------ Supplied data ------

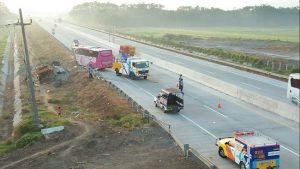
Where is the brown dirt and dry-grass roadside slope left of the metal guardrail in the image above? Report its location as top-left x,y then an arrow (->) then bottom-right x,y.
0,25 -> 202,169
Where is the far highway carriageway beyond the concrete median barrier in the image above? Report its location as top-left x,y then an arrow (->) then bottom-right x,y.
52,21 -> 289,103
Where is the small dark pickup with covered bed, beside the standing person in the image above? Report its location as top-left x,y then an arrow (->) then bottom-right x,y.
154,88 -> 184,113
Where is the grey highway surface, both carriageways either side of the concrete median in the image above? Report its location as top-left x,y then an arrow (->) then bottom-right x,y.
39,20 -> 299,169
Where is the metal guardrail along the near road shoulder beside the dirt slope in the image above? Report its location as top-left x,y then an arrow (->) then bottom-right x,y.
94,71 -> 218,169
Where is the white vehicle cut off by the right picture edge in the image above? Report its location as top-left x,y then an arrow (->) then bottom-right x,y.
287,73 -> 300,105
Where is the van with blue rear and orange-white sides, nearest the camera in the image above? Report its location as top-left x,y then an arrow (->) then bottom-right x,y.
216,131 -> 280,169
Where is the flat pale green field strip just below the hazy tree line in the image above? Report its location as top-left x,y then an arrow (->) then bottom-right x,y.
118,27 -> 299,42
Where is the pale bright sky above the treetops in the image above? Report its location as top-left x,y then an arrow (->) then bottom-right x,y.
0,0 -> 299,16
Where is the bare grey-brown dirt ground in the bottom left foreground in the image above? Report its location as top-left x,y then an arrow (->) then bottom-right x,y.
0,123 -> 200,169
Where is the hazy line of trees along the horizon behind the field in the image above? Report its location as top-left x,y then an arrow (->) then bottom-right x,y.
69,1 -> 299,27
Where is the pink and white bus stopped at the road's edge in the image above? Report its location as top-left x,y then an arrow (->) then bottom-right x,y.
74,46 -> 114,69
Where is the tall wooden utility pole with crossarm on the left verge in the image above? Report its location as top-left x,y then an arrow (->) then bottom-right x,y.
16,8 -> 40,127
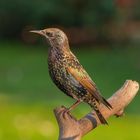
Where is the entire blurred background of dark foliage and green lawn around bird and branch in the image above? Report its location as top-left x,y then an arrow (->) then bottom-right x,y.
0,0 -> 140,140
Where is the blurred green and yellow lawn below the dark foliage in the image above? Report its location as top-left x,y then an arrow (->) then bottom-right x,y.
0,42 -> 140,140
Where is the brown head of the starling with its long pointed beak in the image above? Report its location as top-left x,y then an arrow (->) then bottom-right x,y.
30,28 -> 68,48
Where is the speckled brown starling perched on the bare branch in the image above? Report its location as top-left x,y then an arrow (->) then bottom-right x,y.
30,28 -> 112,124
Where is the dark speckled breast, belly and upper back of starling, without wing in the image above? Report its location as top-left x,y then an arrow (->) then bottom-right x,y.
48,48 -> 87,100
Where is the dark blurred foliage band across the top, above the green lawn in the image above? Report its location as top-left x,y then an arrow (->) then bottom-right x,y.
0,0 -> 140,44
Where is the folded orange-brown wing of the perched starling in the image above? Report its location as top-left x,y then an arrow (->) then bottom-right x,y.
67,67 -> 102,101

------
------ Supplied data ------

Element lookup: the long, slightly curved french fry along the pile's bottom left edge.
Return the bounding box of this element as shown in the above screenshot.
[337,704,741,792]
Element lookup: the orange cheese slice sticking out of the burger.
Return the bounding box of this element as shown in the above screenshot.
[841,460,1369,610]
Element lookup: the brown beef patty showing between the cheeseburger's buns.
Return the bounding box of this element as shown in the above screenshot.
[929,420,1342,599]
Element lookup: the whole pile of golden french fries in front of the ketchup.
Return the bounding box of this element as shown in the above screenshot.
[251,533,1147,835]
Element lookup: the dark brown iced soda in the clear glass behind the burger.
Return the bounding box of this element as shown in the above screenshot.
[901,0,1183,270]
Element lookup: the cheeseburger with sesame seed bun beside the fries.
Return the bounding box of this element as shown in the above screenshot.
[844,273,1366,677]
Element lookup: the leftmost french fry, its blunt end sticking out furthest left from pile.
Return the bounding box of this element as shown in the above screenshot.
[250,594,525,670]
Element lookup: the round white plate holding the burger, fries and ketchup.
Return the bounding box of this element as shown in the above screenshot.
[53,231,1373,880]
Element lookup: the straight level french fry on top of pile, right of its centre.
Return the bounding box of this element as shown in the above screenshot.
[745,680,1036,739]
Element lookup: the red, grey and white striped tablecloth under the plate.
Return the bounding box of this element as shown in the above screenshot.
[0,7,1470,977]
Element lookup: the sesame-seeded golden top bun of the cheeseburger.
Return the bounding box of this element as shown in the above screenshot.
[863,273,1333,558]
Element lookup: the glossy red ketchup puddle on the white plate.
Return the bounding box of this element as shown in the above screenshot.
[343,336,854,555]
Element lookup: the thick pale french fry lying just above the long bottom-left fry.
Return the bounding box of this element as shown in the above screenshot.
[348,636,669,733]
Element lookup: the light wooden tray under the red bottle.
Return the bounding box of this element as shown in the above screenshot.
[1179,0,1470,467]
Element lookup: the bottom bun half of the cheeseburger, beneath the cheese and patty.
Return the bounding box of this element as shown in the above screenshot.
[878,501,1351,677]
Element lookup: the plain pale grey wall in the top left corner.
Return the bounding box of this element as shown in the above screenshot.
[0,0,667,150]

------
------ Supplied data ------

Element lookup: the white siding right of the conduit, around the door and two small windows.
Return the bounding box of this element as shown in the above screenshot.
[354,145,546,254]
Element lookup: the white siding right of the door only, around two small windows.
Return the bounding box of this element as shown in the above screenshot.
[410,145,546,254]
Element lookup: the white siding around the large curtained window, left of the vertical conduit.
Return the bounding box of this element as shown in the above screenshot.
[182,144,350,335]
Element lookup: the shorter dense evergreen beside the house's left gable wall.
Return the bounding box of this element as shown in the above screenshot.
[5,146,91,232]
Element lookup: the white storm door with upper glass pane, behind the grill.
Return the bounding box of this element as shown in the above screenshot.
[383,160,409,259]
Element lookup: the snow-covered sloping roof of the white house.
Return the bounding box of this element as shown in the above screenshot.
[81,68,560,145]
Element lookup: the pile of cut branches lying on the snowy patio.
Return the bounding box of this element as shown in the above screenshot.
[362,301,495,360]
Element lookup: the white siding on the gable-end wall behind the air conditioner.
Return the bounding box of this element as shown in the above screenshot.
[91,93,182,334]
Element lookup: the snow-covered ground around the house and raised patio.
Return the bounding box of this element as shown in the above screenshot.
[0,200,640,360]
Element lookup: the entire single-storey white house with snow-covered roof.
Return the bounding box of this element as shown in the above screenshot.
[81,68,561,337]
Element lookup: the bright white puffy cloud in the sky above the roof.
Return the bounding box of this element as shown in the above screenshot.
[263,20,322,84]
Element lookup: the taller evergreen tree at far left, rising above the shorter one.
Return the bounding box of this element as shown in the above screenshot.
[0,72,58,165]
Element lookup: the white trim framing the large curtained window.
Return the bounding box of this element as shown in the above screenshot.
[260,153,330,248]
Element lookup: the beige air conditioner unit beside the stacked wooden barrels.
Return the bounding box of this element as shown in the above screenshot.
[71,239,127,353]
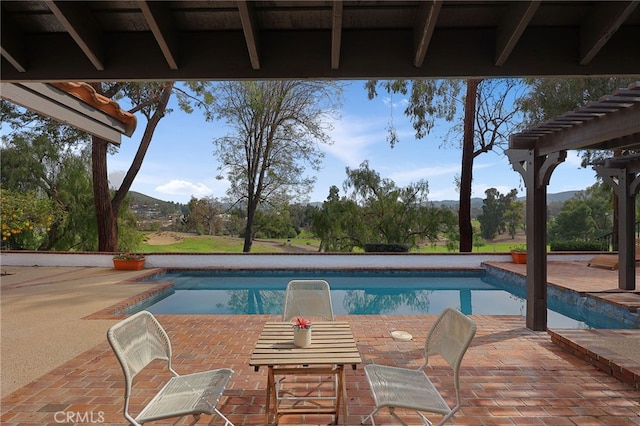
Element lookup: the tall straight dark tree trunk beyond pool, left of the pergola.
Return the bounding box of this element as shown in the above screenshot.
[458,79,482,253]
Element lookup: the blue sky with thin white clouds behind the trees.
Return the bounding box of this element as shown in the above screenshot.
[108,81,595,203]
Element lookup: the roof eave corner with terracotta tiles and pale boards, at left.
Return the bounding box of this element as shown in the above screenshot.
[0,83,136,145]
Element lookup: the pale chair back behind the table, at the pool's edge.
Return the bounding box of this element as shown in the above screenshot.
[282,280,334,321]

------

## Exercise directions
Could you return all lines from the records that include the word "straight"?

## Output of the task
Element lookup: the straight level french fry on top of pile, right of its centre.
Element lookup: the tall straight dark tree trunk beyond pool, left of the pergola.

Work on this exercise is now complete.